> **ЦИТИРУЕМЫЙ ТЕКСТ**
----------------

Однако же, и позицию Маркса Радек берет несерьезно, случайно, эпизодически, ограничиваясь циркуляром 1850 года, где Маркс еще рассматривает крестьянство, как естественного союзника мелкобуржуазной городской демократии. Маркс тогда ждал самостоятельного этапа демократической революции в Германии, т. е. временного прихода к власти городских мелкобуржуазных радикалов, опирающихся на крестьянство. Вот в чем гвоздь! Но ведь этого то как раз и не произошло. И не случайно. Уже в середине прошлого столетия мелкобуржуазная демократия оказалась бессильной совершить свою самостоятельную революцию. И Маркс этот урок учел. 16-го августа 1856 года – через 6 лет после упомянутого циркуляра – Маркс писал Энгельсу:

"Все дело в Германии будет зависеть от возможности поддержать пролетарскую революцию каким либо вторым изданием крестьянской войны. Тогда дело пойдет прекрасно".

Эти замечательные слова, совсем позабытые Радеком, являются поистине драгоценнейшим ключом к октябрьской революции и ко всей занимающей нас проблеме в целом. Перескакивал ли Маркс через аграрный переворот? Нет, как видим, не перескакивал. Считал ли он необходимым сотрудничество пролетариата и крестьянства в ближайшей революции? Да, считал. Допускал ли он возможность руководящей или хотя бы самостоятельной роли крестьянства в революции? Нет, не допускал. Маркс исходил из того, что крестьянство, которому не удалось подпереть буржуазную демократию в самостоятельной демократической революции (по вине буржуазной демократии, а не крестьянства), сможет подпереть пролетариат в пролетарской революции. "Тогда дело пойдет прекрасно". Радек как будто не хочет замечать, что это самое произошло в Октябре, и произошло не плохо.

Применительно к Китаю вытекающие отсюда выводы абсолютно ясны. Спор идет не о решающей роли крестьянства, как союзника, и не об огромном значении аграрного переворота, а о том, возможна ли в Китае самостоятельная аграрно-демократическая революция, или же "новое издание крестьянской войны" подопрет пролетарскую диктатуру. Только так стоит вопрос. Кто его ставит иначе, тот ничему не научился, ничего не понял, тот лишь сбивает и запутывает китайскую компартию.

----------------

> **СПИСОК ЗАДАНИЙ**
A - Какого числа, согласно цитируемому тексту о Марксе и крестьянстве, Маркс написал Энгельсу о «втором издании крестьянской войны»?
B - Подхватите цитируемый текст о Марксе и крестьянской войне и напишите его продолжение, начиная после последнего предложения.

> **ИСХОДНЫЕ ДАННЫЕ**

----------------

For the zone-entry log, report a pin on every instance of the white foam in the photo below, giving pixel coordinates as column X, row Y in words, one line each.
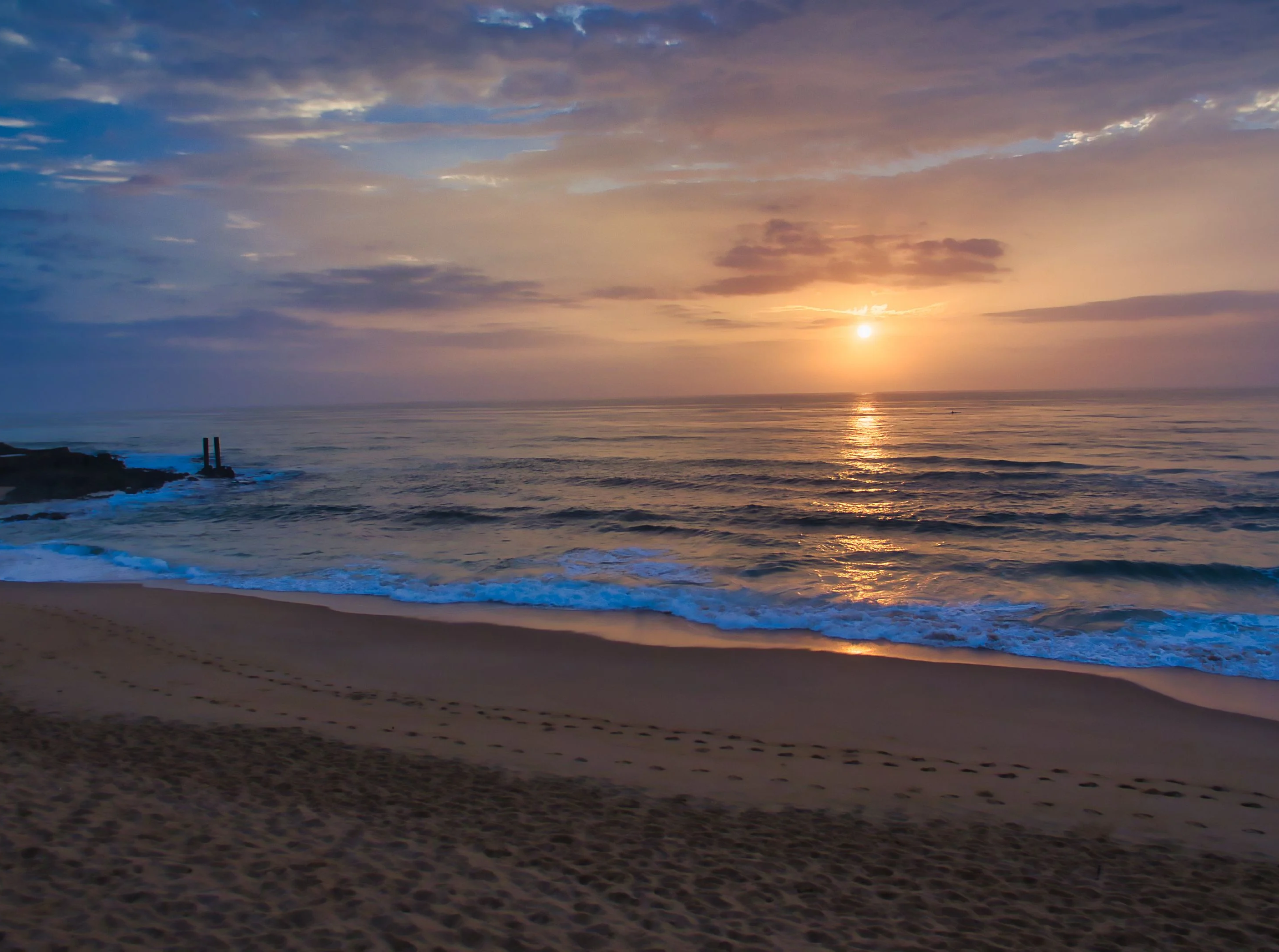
column 1217, row 643
column 34, row 563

----------------

> **ОЖИДАЕМЫЕ РЕЗУЛЬТАТЫ**
A - 16 августа 1856 года.

B -
Для того, чтобы пролетариям стран Востока открыть себе путь к победе, нужно первым делом устранить, отбросить, растоптать и метлой вымести педантски-реакционную сталинско-мартыновскую теорию "стадий" и "ступеней". Большевизм вырос в борьбе с этим вульгарным эволюционизмом. Равняться надо не по априорным маршрутам, а по реальному ходу классовой борьбы. Отбросьте сталинско-куусиненовскую идею: устанавливать очередь для стран разного уровня развития, снабжая их заранее карточками на разные революционные пайки. Равняться надо по реальному ходу классовой борьбы. Неоценимым руководителем в этом является Ленин, только надо брать всего Ленина.

Когда в 1919 г., особенно в связи с организацией Коминтерна, Ленин сводил к единству выводы истекшего периода и придавал им все более законченную теоретическую формулировку, он опыт керенщины и Октября истолковывал так: в буржуазном обществе, с уже развернувшимися классовыми противоречиями, может быть либо диктатура буржуазии, открытая или замаскированная, либо диктатура пролетариата. Никакого промежуточного режима быть не может. Всякая демократия, всякая "диктатура демократии" (иронические кавычки Ленина) будет только прикрытием господства буржуазии, как показал опыт самой отсталой европейской страны, России, в эпоху ее буржуазной революции, т. е. в эпоху, наиболее благоприятную для "диктатуры демократии". Этот вывод был положен Лениным в основу его тезисов о демократии, которые родились только из совокупного опыта февральской и октябрьской революций.

Радек, как и многие другие, вопрос о демократии вообще механически отделяет от вопроса о демократической диктатуре. В этом источник величайших ошибок. "Демократическая диктатура" может быть только маскировкой господства буржуазии во время революции. Этому учит как опыт нашего "двоевластия" (1917), так и опыт китайского Гоминдана.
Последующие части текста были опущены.